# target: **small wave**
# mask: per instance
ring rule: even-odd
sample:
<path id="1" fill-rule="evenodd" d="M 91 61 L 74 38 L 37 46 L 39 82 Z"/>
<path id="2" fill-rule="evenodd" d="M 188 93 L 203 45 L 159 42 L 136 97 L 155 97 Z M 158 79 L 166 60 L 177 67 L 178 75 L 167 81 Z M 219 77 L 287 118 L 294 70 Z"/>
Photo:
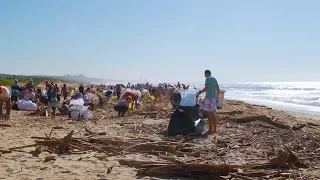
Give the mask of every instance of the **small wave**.
<path id="1" fill-rule="evenodd" d="M 233 83 L 221 88 L 233 97 L 320 107 L 320 82 Z"/>

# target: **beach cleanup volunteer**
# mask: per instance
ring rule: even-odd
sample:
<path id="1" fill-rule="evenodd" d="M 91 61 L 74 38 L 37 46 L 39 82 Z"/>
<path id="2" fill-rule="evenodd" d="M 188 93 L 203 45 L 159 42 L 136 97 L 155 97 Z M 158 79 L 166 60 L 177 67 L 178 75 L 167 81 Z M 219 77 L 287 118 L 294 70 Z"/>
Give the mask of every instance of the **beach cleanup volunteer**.
<path id="1" fill-rule="evenodd" d="M 206 70 L 204 72 L 206 77 L 205 87 L 198 92 L 200 94 L 206 92 L 205 99 L 203 101 L 203 110 L 208 114 L 209 120 L 209 134 L 217 132 L 217 120 L 216 120 L 216 111 L 217 111 L 217 98 L 220 94 L 220 88 L 217 80 L 211 76 L 211 71 Z"/>
<path id="2" fill-rule="evenodd" d="M 5 86 L 0 86 L 0 119 L 2 119 L 3 112 L 2 107 L 6 104 L 6 119 L 10 119 L 11 111 L 11 99 L 10 99 L 10 90 Z"/>
<path id="3" fill-rule="evenodd" d="M 132 102 L 131 97 L 128 97 L 126 99 L 122 99 L 114 106 L 114 110 L 118 112 L 118 117 L 124 116 L 124 114 L 128 111 L 129 104 L 131 102 Z"/>
<path id="4" fill-rule="evenodd" d="M 18 84 L 18 80 L 15 79 L 14 83 L 11 85 L 11 102 L 16 103 L 19 101 L 19 90 L 20 86 Z"/>

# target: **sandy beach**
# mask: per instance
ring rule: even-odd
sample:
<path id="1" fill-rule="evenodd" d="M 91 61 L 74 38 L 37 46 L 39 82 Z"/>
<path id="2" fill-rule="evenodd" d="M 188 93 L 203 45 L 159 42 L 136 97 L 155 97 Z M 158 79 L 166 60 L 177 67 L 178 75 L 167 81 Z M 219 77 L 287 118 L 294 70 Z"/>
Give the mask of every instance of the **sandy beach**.
<path id="1" fill-rule="evenodd" d="M 80 153 L 56 154 L 35 147 L 9 150 L 10 148 L 35 143 L 31 137 L 62 138 L 71 131 L 72 137 L 105 137 L 115 141 L 143 142 L 164 141 L 169 118 L 168 102 L 156 105 L 156 115 L 150 113 L 149 105 L 141 110 L 132 111 L 123 118 L 116 117 L 111 107 L 96 109 L 91 120 L 71 121 L 66 116 L 56 119 L 32 115 L 31 112 L 12 111 L 9 121 L 1 122 L 0 179 L 170 179 L 156 176 L 137 176 L 139 168 L 119 164 L 119 159 L 144 160 L 154 162 L 201 163 L 239 165 L 237 172 L 220 179 L 320 179 L 320 121 L 305 118 L 281 110 L 264 106 L 255 106 L 241 101 L 227 100 L 219 111 L 218 132 L 208 137 L 183 140 L 172 138 L 175 143 L 189 143 L 189 151 L 177 149 L 175 153 L 159 151 L 122 150 L 116 153 L 86 151 Z M 151 114 L 151 115 L 150 115 Z M 237 123 L 235 118 L 267 115 L 289 128 L 279 128 L 262 121 Z M 151 116 L 151 117 L 150 117 Z M 303 124 L 304 126 L 300 126 Z M 298 127 L 298 128 L 297 128 Z M 45 135 L 46 134 L 46 135 Z M 93 135 L 92 135 L 93 134 Z M 120 145 L 117 145 L 120 146 Z M 283 169 L 283 173 L 274 175 L 277 170 L 260 168 L 259 177 L 248 176 L 244 165 L 259 165 L 270 162 L 283 147 L 288 147 L 307 167 L 295 165 Z M 116 149 L 116 147 L 112 147 Z M 131 148 L 134 149 L 134 148 Z M 110 151 L 108 151 L 110 152 Z M 170 158 L 169 158 L 170 157 Z M 250 170 L 251 172 L 252 170 Z M 258 176 L 258 175 L 257 175 Z M 175 179 L 171 177 L 171 179 Z M 181 179 L 181 177 L 179 178 Z M 194 179 L 194 178 L 191 178 Z M 206 178 L 204 178 L 206 179 Z M 211 179 L 211 178 L 209 178 Z"/>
=======
◆ EXERCISE BRIEF ◆
Please set down the data above exactly as given, leaving every picture out.

◆ ANSWER SECTION ◆
# target: **small wave**
# mask: per instance
ring rule: even-odd
sample:
<path id="1" fill-rule="evenodd" d="M 91 61 L 74 38 L 37 46 L 39 82 Z"/>
<path id="2" fill-rule="evenodd" d="M 188 93 L 203 45 L 159 42 L 136 97 L 155 97 Z M 158 79 L 166 60 L 177 67 L 178 75 L 167 81 Z M 219 77 L 287 118 L 294 70 Z"/>
Photo:
Give the mask of every instance of the **small wave**.
<path id="1" fill-rule="evenodd" d="M 233 83 L 221 88 L 233 97 L 320 107 L 320 82 Z"/>

# target: **beach cleanup volunteer**
# mask: per instance
ring rule: even-odd
sample:
<path id="1" fill-rule="evenodd" d="M 91 61 L 74 38 L 37 46 L 39 82 Z"/>
<path id="2" fill-rule="evenodd" d="M 188 93 L 203 45 L 159 42 L 136 97 L 155 97 Z M 158 79 L 166 60 L 177 67 L 178 75 L 167 81 Z M 219 77 L 287 118 L 294 70 Z"/>
Give the mask of every instance of the **beach cleanup volunteer**.
<path id="1" fill-rule="evenodd" d="M 206 70 L 204 72 L 206 77 L 205 87 L 198 92 L 200 94 L 206 92 L 205 99 L 203 101 L 203 110 L 208 114 L 209 120 L 209 134 L 217 132 L 217 120 L 216 120 L 216 111 L 217 111 L 217 98 L 220 94 L 220 88 L 217 80 L 211 76 L 211 71 Z"/>
<path id="2" fill-rule="evenodd" d="M 5 86 L 0 86 L 0 119 L 2 119 L 3 112 L 2 107 L 6 104 L 6 119 L 10 119 L 11 111 L 11 99 L 10 99 L 10 90 Z"/>
<path id="3" fill-rule="evenodd" d="M 132 102 L 131 97 L 128 97 L 126 99 L 122 99 L 114 106 L 114 110 L 118 112 L 118 117 L 124 116 L 124 114 L 128 111 L 129 104 L 131 102 Z"/>
<path id="4" fill-rule="evenodd" d="M 18 84 L 18 80 L 15 79 L 14 83 L 11 85 L 11 102 L 16 103 L 19 101 L 19 90 L 20 86 Z"/>

# target: **sandy beach**
# mask: per instance
ring rule: even-odd
sample:
<path id="1" fill-rule="evenodd" d="M 91 61 L 74 38 L 37 46 L 39 82 Z"/>
<path id="2" fill-rule="evenodd" d="M 188 93 L 203 45 L 159 42 L 136 97 L 155 97 Z M 158 79 L 166 60 L 177 67 L 178 75 L 167 81 Z M 219 77 L 287 118 L 294 70 Z"/>
Give the mask of every instance of the **sandy beach**.
<path id="1" fill-rule="evenodd" d="M 80 153 L 56 154 L 35 147 L 9 150 L 10 148 L 35 143 L 31 137 L 62 138 L 71 131 L 72 137 L 105 137 L 115 141 L 143 142 L 164 141 L 169 118 L 168 102 L 156 105 L 156 115 L 150 113 L 149 105 L 141 110 L 132 111 L 123 118 L 116 117 L 111 107 L 96 109 L 91 120 L 71 121 L 66 116 L 56 119 L 32 115 L 31 112 L 12 111 L 9 121 L 1 122 L 0 179 L 170 179 L 156 176 L 137 176 L 139 168 L 119 164 L 119 159 L 144 160 L 154 162 L 201 163 L 239 165 L 237 172 L 220 179 L 320 179 L 320 121 L 305 118 L 281 110 L 264 106 L 255 106 L 241 101 L 227 100 L 219 111 L 218 132 L 208 137 L 183 140 L 172 138 L 175 143 L 189 143 L 189 151 L 177 149 L 175 153 L 159 151 L 122 150 L 116 153 L 86 151 Z M 151 114 L 151 115 L 150 115 Z M 237 123 L 235 118 L 267 115 L 289 128 L 279 128 L 262 121 Z M 151 116 L 151 117 L 150 117 Z M 303 124 L 304 126 L 300 126 Z M 298 127 L 298 128 L 297 128 Z M 45 135 L 46 134 L 46 135 Z M 93 135 L 92 135 L 93 134 Z M 120 145 L 117 145 L 120 146 Z M 283 169 L 283 173 L 274 175 L 277 170 L 260 168 L 259 177 L 248 176 L 244 165 L 259 165 L 270 162 L 283 147 L 288 147 L 307 167 L 295 165 Z M 116 149 L 116 147 L 112 147 Z M 131 148 L 134 149 L 134 148 Z M 110 151 L 108 151 L 110 152 Z M 170 158 L 169 158 L 170 157 Z M 250 170 L 251 172 L 252 170 Z M 258 176 L 258 175 L 257 175 Z M 175 179 L 171 177 L 171 179 Z M 181 179 L 181 177 L 179 178 Z M 194 179 L 194 178 L 191 178 Z M 206 178 L 204 178 L 206 179 Z M 211 179 L 211 178 L 209 178 Z"/>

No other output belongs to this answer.